### EXERCISE GOAL
Nothing should be left out: output all of the entries exactly.

-------- INFORMATION PROVIDED --------

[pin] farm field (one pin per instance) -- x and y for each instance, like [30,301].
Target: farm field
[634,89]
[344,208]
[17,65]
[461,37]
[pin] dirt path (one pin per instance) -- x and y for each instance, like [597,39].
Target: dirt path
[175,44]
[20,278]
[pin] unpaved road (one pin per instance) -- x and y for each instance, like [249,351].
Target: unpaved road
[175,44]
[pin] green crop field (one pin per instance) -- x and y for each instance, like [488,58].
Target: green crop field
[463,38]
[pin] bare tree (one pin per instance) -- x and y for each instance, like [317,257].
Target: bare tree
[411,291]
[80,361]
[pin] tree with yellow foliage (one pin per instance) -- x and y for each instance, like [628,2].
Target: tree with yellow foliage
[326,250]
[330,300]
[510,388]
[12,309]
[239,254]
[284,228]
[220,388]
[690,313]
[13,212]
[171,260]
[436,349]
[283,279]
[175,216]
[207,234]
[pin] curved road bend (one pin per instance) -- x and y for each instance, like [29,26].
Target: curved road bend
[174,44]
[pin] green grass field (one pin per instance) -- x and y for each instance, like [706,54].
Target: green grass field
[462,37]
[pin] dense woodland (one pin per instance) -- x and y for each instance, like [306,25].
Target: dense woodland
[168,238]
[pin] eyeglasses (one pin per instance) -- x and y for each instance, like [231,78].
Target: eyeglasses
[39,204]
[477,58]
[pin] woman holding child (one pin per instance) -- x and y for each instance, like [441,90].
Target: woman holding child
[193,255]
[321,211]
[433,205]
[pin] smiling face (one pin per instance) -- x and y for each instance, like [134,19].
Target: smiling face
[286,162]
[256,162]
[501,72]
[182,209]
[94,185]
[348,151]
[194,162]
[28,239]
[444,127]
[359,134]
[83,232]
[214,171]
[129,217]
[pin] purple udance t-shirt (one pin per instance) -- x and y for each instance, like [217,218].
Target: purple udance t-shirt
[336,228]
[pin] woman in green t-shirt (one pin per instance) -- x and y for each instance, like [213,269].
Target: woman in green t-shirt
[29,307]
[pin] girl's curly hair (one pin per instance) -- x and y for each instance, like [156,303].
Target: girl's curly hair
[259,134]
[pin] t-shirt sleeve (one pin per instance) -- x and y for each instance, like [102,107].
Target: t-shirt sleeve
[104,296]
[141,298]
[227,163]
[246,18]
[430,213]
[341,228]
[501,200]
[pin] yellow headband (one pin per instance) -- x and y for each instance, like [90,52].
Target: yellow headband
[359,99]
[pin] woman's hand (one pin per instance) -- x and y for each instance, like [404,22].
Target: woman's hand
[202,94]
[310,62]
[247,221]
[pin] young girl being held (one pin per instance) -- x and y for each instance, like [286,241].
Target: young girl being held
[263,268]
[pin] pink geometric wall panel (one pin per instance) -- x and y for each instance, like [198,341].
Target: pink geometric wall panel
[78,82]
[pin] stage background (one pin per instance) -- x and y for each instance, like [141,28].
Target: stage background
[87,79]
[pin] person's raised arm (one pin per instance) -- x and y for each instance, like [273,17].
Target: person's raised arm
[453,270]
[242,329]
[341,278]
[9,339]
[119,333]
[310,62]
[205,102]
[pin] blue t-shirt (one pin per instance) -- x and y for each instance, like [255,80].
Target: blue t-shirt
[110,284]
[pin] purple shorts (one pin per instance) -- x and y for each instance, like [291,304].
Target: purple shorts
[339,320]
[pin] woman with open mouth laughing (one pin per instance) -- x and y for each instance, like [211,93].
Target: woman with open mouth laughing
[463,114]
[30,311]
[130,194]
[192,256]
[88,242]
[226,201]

--------

### RESULT
[pin] farm field (one pin per instance) -- x and y for each instance, like [30,301].
Target: farm field
[634,89]
[344,208]
[17,65]
[461,37]
[pin] dirt path (one pin per instance) -- x and y for each instance, like [597,39].
Target: dirt path
[175,44]
[20,278]
[pin] unpaved road (one pin per instance) -- x and y for each instance, like [249,351].
Target: unpaved road
[175,44]
[pin] green crop field (one pin per instance) -- x and y for each instance, like [488,58].
Target: green crop field
[463,38]
[pin] bare tree (one pin per instance) -- x and y for each instance, like [317,257].
Target: bare tree
[411,291]
[80,361]
[pin] tree with yellow foliage (one pin per instance) -- x and y for each instance, like [628,2].
Target: tree with yellow foliage
[326,250]
[330,300]
[510,388]
[12,309]
[239,254]
[284,228]
[220,388]
[690,313]
[13,212]
[171,260]
[436,349]
[283,279]
[175,216]
[207,234]
[pin] curved road bend (one pin per instance) -- x and y for each instance, like [29,26].
Target: curved road bend
[174,44]
[pin] green grass field (one pin per instance) -- x and y for each instance, like [706,54].
Target: green grass field
[462,37]
[pin] dense woodland (one pin per instance) -- x and y for each instance, like [306,25].
Target: dense woodland
[168,238]
[pin] eyeglasses (one pin per instance) -- x and y for each instance, like [231,78].
Target: eyeglasses
[39,204]
[477,58]
[pin] woman holding child (one pin per instance) -- x and y for each instance, like [441,90].
Target: woman holding child
[193,255]
[321,211]
[433,205]
[pin] smiling face (one pin per instance) -- x and y for each instance, like [134,19].
Target: smiling face
[286,162]
[256,162]
[501,72]
[182,209]
[94,185]
[348,151]
[194,162]
[28,239]
[444,127]
[359,134]
[83,232]
[214,171]
[129,217]
[pin] purple udance t-shirt (one pin per instance) -- x and y for each instance, like [217,218].
Target: purple udance t-shirt
[336,228]
[pin] woman in green t-shirt (one pin per instance) -- x and y for each instance, like [213,269].
Target: woman in green t-shirt
[29,307]
[pin] girl's curly hair (one pin per instance) -- x and y for each instance, like [156,303].
Target: girl's curly hair
[259,134]
[pin] t-shirt sleeve (one pin per instance) -- x and y for each instance, like [102,107].
Target: t-shirt sleeve
[104,296]
[141,298]
[227,163]
[246,18]
[430,213]
[341,228]
[501,200]
[pin] yellow headband (one pin per instance) -- x and y for each instance, like [90,52].
Target: yellow headband
[359,99]
[pin] woman's hand (one pin per instance) -- x and y for each instance, like [404,22].
Target: woman's hand
[202,94]
[310,62]
[247,221]
[pin] young girl being held (one pin per instance) -- x and y for each instance, like [286,241].
Target: young girl being held
[263,268]
[pin] pink geometric wall panel (one pin per instance) -- x and y for each instance, like [198,341].
Target: pink geometric wall panel
[78,82]
[pin] stage background (one pin per instance) -- x and y for each instance, like [141,28].
Target: stage background
[87,79]
[pin] person's raised arm (one pin per instance) -- x and y for each instance, like [273,17].
Target: person's raised arm
[453,270]
[242,329]
[341,278]
[9,339]
[119,333]
[310,62]
[205,102]
[pin] blue t-shirt (one pin per instance) -- x and y for each instance, like [255,80].
Target: blue t-shirt
[110,284]
[pin] purple shorts (one pin per instance) -- x and y for each instance, like [291,304].
Target: purple shorts
[339,320]
[pin] woman with open mouth laughing (one pin per instance) -- x and y for each instance, like [211,93].
Target: woman with open mouth laughing
[463,114]
[30,311]
[130,194]
[192,256]
[88,242]
[226,201]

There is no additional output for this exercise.